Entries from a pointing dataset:
------

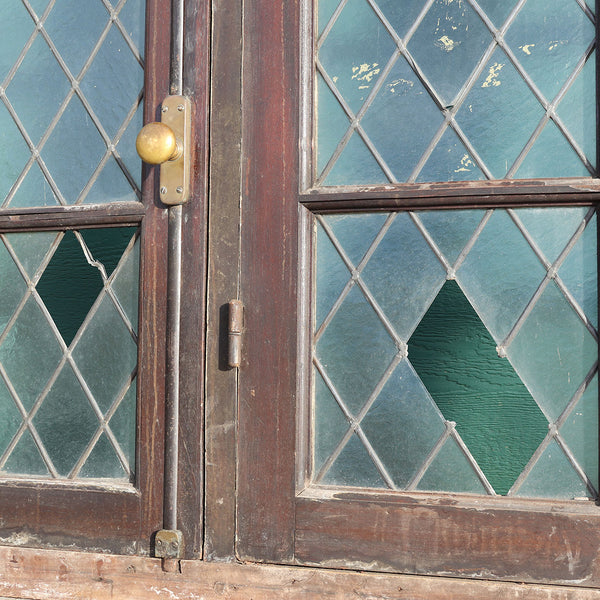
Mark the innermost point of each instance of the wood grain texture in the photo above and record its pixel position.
(47, 575)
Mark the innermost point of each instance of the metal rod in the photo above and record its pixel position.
(173, 300)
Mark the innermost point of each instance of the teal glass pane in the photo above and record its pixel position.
(495, 415)
(356, 51)
(549, 37)
(500, 349)
(448, 45)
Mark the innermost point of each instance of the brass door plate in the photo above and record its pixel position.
(175, 174)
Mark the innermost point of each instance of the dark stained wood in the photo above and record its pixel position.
(192, 345)
(224, 252)
(267, 377)
(47, 575)
(487, 539)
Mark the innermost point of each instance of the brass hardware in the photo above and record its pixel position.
(234, 333)
(167, 143)
(168, 543)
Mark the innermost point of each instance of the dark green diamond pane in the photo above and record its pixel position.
(455, 357)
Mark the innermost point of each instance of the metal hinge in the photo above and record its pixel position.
(168, 543)
(234, 333)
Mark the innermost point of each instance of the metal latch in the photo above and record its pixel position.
(168, 143)
(234, 333)
(168, 543)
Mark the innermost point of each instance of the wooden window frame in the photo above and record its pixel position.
(123, 519)
(281, 519)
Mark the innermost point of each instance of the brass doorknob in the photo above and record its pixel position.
(156, 144)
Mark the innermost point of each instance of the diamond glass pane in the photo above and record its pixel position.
(68, 353)
(453, 91)
(457, 351)
(71, 85)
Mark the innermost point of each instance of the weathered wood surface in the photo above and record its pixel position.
(48, 575)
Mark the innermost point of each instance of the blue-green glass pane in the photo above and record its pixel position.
(451, 471)
(355, 165)
(26, 458)
(448, 45)
(65, 421)
(332, 123)
(356, 51)
(579, 272)
(499, 115)
(30, 353)
(551, 156)
(549, 37)
(401, 15)
(113, 82)
(356, 233)
(330, 424)
(15, 28)
(450, 161)
(74, 31)
(500, 275)
(38, 71)
(403, 425)
(451, 230)
(106, 354)
(354, 467)
(402, 120)
(404, 275)
(355, 350)
(553, 352)
(580, 432)
(577, 110)
(331, 276)
(553, 476)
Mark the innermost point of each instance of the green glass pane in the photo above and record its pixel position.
(355, 232)
(11, 161)
(448, 45)
(404, 275)
(549, 37)
(355, 165)
(123, 423)
(356, 51)
(451, 230)
(65, 422)
(553, 476)
(355, 350)
(500, 275)
(499, 115)
(354, 467)
(450, 161)
(30, 353)
(403, 425)
(553, 352)
(103, 462)
(402, 120)
(579, 272)
(451, 471)
(332, 123)
(26, 458)
(551, 156)
(580, 432)
(330, 424)
(38, 71)
(73, 151)
(74, 31)
(113, 82)
(34, 190)
(106, 354)
(456, 358)
(577, 109)
(331, 276)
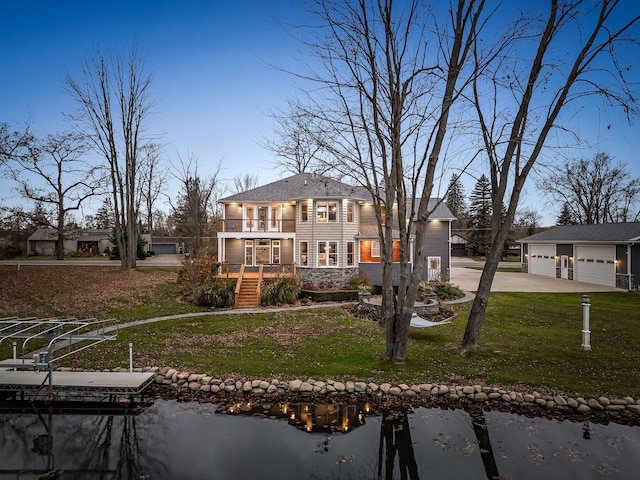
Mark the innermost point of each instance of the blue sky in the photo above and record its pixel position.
(211, 62)
(213, 76)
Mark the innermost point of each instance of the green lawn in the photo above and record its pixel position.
(530, 340)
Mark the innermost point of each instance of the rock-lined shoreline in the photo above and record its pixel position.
(625, 409)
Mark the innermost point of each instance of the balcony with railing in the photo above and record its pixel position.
(251, 225)
(267, 270)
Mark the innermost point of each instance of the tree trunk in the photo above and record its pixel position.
(471, 338)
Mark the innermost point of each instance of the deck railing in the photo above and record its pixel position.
(252, 225)
(267, 270)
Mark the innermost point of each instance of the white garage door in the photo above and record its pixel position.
(596, 264)
(542, 260)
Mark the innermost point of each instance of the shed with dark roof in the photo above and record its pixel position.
(604, 254)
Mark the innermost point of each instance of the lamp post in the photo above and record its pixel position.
(586, 334)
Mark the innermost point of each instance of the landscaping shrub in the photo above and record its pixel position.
(282, 290)
(217, 293)
(330, 295)
(360, 282)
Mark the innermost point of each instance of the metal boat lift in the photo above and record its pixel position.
(61, 337)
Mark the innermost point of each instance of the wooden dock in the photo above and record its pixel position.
(107, 383)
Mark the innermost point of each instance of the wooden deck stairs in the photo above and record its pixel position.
(248, 290)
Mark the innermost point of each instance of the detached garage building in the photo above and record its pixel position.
(604, 254)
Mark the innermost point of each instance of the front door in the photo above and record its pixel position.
(564, 267)
(434, 266)
(248, 252)
(263, 252)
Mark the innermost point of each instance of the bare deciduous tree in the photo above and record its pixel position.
(572, 56)
(113, 103)
(594, 191)
(195, 210)
(299, 141)
(52, 172)
(387, 84)
(244, 182)
(11, 141)
(153, 178)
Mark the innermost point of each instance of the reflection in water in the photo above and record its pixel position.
(328, 418)
(396, 435)
(484, 444)
(189, 441)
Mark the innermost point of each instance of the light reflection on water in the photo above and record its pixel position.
(172, 440)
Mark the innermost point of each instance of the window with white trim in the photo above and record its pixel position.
(375, 248)
(351, 254)
(327, 254)
(304, 253)
(326, 212)
(351, 212)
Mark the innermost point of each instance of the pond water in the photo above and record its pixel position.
(172, 440)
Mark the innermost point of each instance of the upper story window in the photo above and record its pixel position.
(326, 212)
(327, 254)
(351, 215)
(375, 248)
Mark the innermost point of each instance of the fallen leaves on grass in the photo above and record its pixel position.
(74, 291)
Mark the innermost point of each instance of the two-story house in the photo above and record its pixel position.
(322, 229)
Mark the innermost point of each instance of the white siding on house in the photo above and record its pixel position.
(596, 264)
(542, 260)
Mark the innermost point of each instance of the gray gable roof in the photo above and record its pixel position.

------

▶ [Instructions to follow]
Recast the entire listing as a numbered list with no blank lines, and omit the pictures.

▶ [Response to this exercise]
1. Mark the innermost point of each instance of the wood grain texture in the photo above and record its pixel position.
2. (47, 575)
3. Mark the innermost point of each instance of the metal rod in the photo above and record its pixel position.
4. (173, 300)
5. Mark the innermost point of each instance of the teal glass pane in the photo above and record its pixel position.
6. (495, 415)
7. (356, 51)
8. (549, 37)
9. (500, 349)
10. (448, 45)
11. Mark the innermost point of each instance of the brass door plate in the photo above and record its pixel position.
12. (175, 174)
13. Mark the innermost point of each instance of the dark stained wood in the photo above and record its pixel position.
14. (192, 345)
15. (224, 252)
16. (267, 377)
17. (47, 575)
18. (487, 539)
19. Mark the innermost point of each instance of the brass hardware in the photo above and record its pixel position.
20. (234, 333)
21. (167, 143)
22. (168, 543)
23. Mark the innermost point of each instance of the dark green diamond pane in the photo above and record its pixel position.
24. (455, 357)
25. Mark the innermost point of each instance of the metal hinge in the photo above and record its pixel position.
26. (168, 543)
27. (234, 333)
28. Mark the innermost point of each instance of the metal latch in the photo above and record its pixel position.
29. (168, 143)
30. (234, 333)
31. (168, 543)
32. Mark the innermost point of each instance of the wooden window frame in the photo above and record its pixel position.
33. (123, 519)
34. (281, 519)
35. Mark the innermost point of each instance of the brass doorknob in the photo above and record its pixel position.
36. (156, 144)
37. Mark the innermost point of each instance of the diamond glass pane in the photo above and record its pixel position.
38. (68, 353)
39. (453, 91)
40. (457, 351)
41. (71, 85)
42. Mark the innermost point of each instance of the weathered wood surface in the photo above and record its pixel position.
43. (48, 575)
44. Mark the innermost point of each instance of the blue-green glass pane in the photo above and record its pixel position.
45. (451, 471)
46. (355, 165)
47. (26, 458)
48. (448, 45)
49. (65, 421)
50. (332, 123)
51. (356, 51)
52. (579, 272)
53. (499, 115)
54. (30, 353)
55. (551, 156)
56. (549, 37)
57. (401, 15)
58. (113, 82)
59. (356, 233)
60. (330, 424)
61. (15, 28)
62. (450, 161)
63. (74, 31)
64. (500, 275)
65. (38, 71)
66. (403, 425)
67. (451, 230)
68. (106, 354)
69. (354, 467)
70. (402, 120)
71. (404, 275)
72. (355, 350)
73. (553, 352)
74. (580, 432)
75. (577, 110)
76. (331, 276)
77. (553, 476)
78. Mark the innermost point of each instance of the green glass pane in the photo above and record its pixel position.
79. (355, 232)
80. (11, 161)
81. (448, 45)
82. (404, 275)
83. (549, 37)
84. (355, 165)
85. (123, 423)
86. (356, 51)
87. (451, 230)
88. (65, 422)
89. (553, 476)
90. (355, 350)
91. (500, 275)
92. (499, 115)
93. (354, 467)
94. (450, 161)
95. (30, 353)
96. (403, 425)
97. (553, 352)
98. (103, 462)
99. (402, 120)
100. (579, 272)
101. (451, 471)
102. (332, 123)
103. (26, 458)
104. (551, 156)
105. (580, 432)
106. (330, 424)
107. (38, 71)
108. (73, 151)
109. (74, 31)
110. (113, 82)
111. (34, 190)
112. (106, 354)
113. (456, 358)
114. (577, 109)
115. (331, 276)
116. Mark the innermost point of each instance of the blue sky in the photo above and record its pixel position.
117. (211, 62)
118. (213, 76)
119. Mark the innermost point of each instance of the green lawn in the photo above and record its pixel position.
120. (530, 340)
121. Mark the innermost point of each instance of the rock-lined shoreline in the photo above and record its pixel position.
122. (625, 409)
123. Mark the innermost point of each instance of the balcony with railing in the photo above and record its pixel position.
124. (251, 225)
125. (267, 270)
126. Mark the innermost point of each instance of the tree trunk in the photo above and record its pixel position.
127. (471, 338)
128. Mark the innermost point of each instance of the deck railing in the photo above and record its pixel position.
129. (252, 225)
130. (267, 270)
131. Mark the innermost point of each instance of the white garage door in the photo above and record its pixel position.
132. (596, 264)
133. (542, 260)
134. Mark the innermost point of each instance of the shed with dark roof in the photo above and record its pixel position.
135. (604, 254)
136. Mark the innermost point of each instance of the lamp post in the photo above and record its pixel position.
137. (586, 334)
138. Mark the innermost point of each instance of the landscaping shrub in the photo above and record its pixel position.
139. (282, 290)
140. (217, 293)
141. (330, 295)
142. (360, 282)
143. Mark the innermost point of each instance of the metal boat lift in the photo above and record its pixel position.
144. (61, 337)
145. Mark the innermost point of each instance of the wooden dock in the photo above and record its pixel position.
146. (107, 383)
147. Mark the innermost point of each instance of the wooden deck stairs in the photo above and record its pixel position.
148. (248, 290)
149. Mark the innermost point of each instance of the detached garage building in the photo above and record its pixel position.
150. (604, 254)
151. Mark the innermost point of each instance of the front door in the photo above and record its pixel position.
152. (564, 267)
153. (434, 266)
154. (248, 252)
155. (263, 252)
156. Mark the innermost point of each instance of the bare deciduous tree in the photo above and record its pixel position.
157. (572, 56)
158. (113, 103)
159. (594, 191)
160. (195, 210)
161. (299, 141)
162. (52, 172)
163. (387, 84)
164. (244, 182)
165. (11, 141)
166. (153, 178)
167. Mark the innermost point of each instance of the reflection in water in the photo above and record its pixel position.
168. (328, 418)
169. (396, 435)
170. (484, 444)
171. (189, 441)
172. Mark the innermost point of each instance of the light reflection on water in the photo above and record its pixel position.
173. (172, 440)
174. Mark the innermost point of each instance of the window with white trim in the photo above and record its pixel position.
175. (375, 248)
176. (351, 254)
177. (327, 254)
178. (304, 253)
179. (326, 212)
180. (351, 212)
181. Mark the innermost point of each instance of the pond water in the photo above and record its pixel position.
182. (172, 440)
183. Mark the innermost point of each instance of the upper story window in the photo above and record its pixel position.
184. (326, 212)
185. (327, 254)
186. (351, 215)
187. (375, 248)
188. Mark the innermost point of each instance of the fallen leaves on grass in the photo above and record its pixel position.
189. (74, 291)
190. Mark the innermost point of each instance of the two-story house in the photo above and record its pixel position.
191. (322, 229)
192. Mark the innermost point of each instance of the white siding on house in the photo above and record its pixel position.
193. (596, 264)
194. (542, 260)
195. Mark the innermost point of each instance of the gray gable roof in the photo above and record its pixel position.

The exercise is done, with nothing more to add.